* **Task material**:
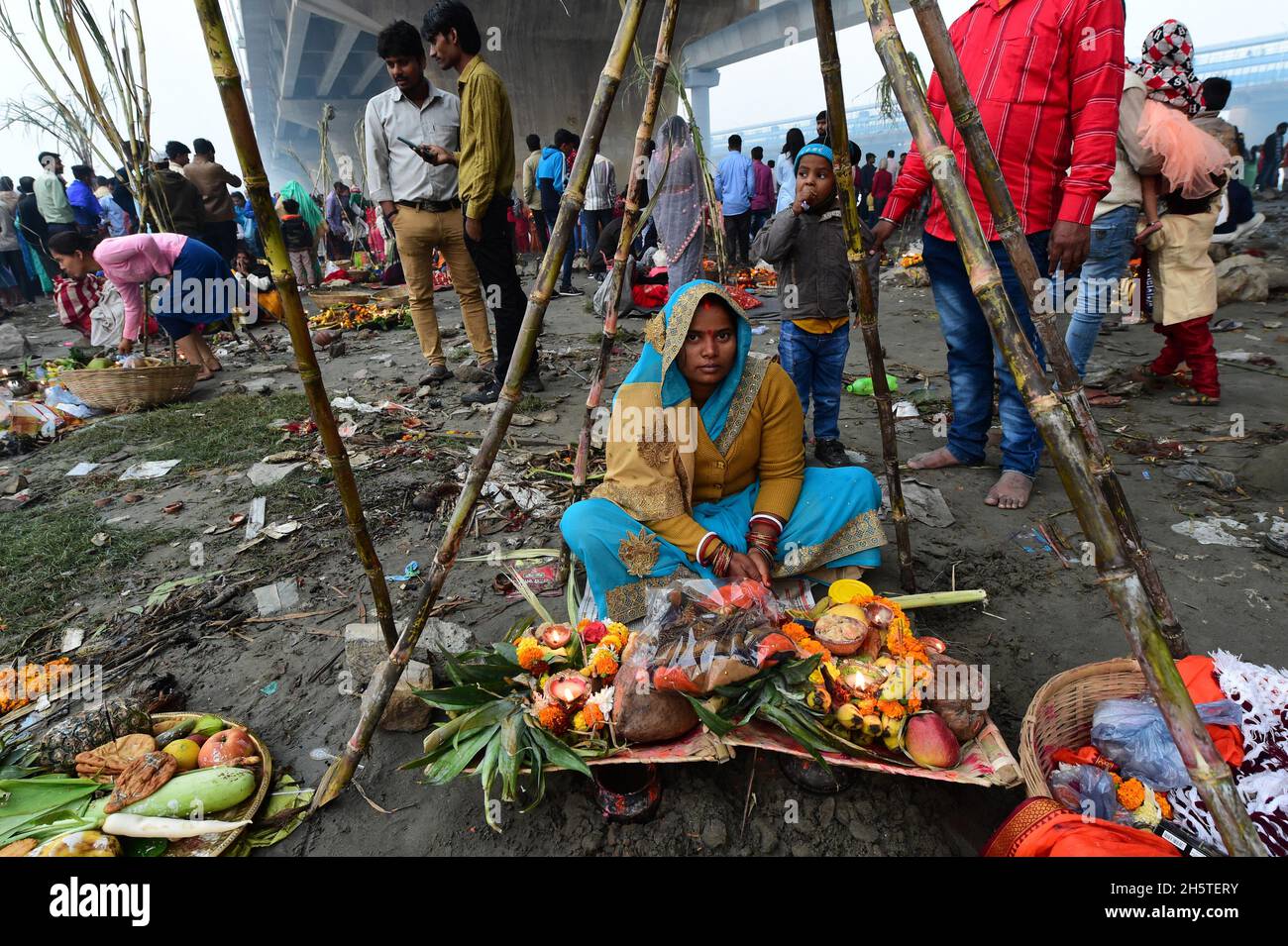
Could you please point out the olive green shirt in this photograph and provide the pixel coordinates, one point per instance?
(485, 158)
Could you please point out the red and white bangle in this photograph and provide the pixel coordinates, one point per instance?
(703, 549)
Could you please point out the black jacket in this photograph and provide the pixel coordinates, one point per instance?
(183, 209)
(296, 233)
(35, 229)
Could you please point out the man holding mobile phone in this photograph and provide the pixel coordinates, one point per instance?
(485, 162)
(419, 196)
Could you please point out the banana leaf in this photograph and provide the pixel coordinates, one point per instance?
(454, 762)
(557, 753)
(455, 699)
(29, 806)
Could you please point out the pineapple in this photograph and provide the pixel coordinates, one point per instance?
(89, 730)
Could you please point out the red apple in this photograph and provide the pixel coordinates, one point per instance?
(226, 747)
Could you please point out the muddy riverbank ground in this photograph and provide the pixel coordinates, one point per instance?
(67, 559)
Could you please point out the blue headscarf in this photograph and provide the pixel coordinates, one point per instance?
(820, 150)
(666, 334)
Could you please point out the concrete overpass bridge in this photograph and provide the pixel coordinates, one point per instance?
(300, 55)
(1258, 69)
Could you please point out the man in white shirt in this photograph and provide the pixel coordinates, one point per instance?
(420, 200)
(600, 193)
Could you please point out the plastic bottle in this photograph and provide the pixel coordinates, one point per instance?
(863, 385)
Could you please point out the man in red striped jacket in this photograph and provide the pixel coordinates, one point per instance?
(1047, 77)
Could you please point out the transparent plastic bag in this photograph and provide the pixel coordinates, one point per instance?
(1133, 734)
(700, 635)
(1085, 789)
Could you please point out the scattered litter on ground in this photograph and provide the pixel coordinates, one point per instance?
(922, 503)
(408, 573)
(267, 473)
(1215, 530)
(149, 470)
(273, 598)
(1207, 475)
(256, 519)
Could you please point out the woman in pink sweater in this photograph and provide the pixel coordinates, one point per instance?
(191, 284)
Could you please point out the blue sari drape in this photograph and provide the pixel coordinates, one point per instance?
(833, 523)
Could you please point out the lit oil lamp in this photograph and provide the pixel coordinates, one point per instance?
(568, 687)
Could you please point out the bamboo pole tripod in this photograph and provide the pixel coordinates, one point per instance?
(829, 62)
(630, 220)
(386, 676)
(228, 80)
(1006, 220)
(1069, 451)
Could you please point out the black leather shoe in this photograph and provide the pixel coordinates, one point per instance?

* **Task directions**:
Please rescale the items from the start of the items through the line with "(1085, 789)". Repeat every line in that span, requests included, multiply each coordinate in the answers by 1.55 and round to whole numbers with halves going up. Give only those lines, and leave out the pictures.

* **Worked solution**:
Could you please point out the olive green shirt in this photograph and provide the pixel coordinates, one point per instance?
(752, 245)
Could you please point out the red and white bangle in this photograph and provide the pixel coordinates, one point per instance?
(1090, 851)
Could you please point out the black jacket in this photograph and provide the pixel coordinates, one point per instance?
(284, 324)
(459, 361)
(54, 355)
Could you please point out the man holding mobile phone in this photograph and provide the pixel coordinates, one point per instance?
(752, 251)
(649, 304)
Could you please point out the banana leaf in this photograph and provide the pixel coordinates, one point per instance?
(704, 1181)
(863, 1167)
(705, 1083)
(45, 1249)
Could you please point out the pineapple in this photograph and provide the pixel coordinates, one point per instance?
(138, 1132)
Could you please point out the red apple in this photograph and provide the pixel coordinates, one point per instance?
(350, 1158)
Could you please point out the muddy riverbank ground in this photograph and provide the pixel coordinates, one point per instance?
(104, 866)
Could you please point out the blue headscarf in this photograph and provide the pixel coordinates, one point per instance?
(1271, 233)
(1032, 518)
Could you please point out the concrete overpass bridge in this photograph and provide the pixel coordinates, one point per instance?
(465, 85)
(1950, 107)
Could you please point out the man in white shirt in this photograph and provide the pixel coordinates, one point per instance?
(651, 310)
(930, 299)
Could you please point out the plastic bottle in this photograph and provide the pixel coordinates, one point per instance?
(1338, 597)
Could you please point out the man in red striped jacket in this photograph and provide the pixel coordinates, one point per instance?
(1623, 119)
Could you please point out the transparent plastic bag in this photograph and provide the pixel coordinates, one point per instance?
(1756, 1138)
(1085, 984)
(1682, 1223)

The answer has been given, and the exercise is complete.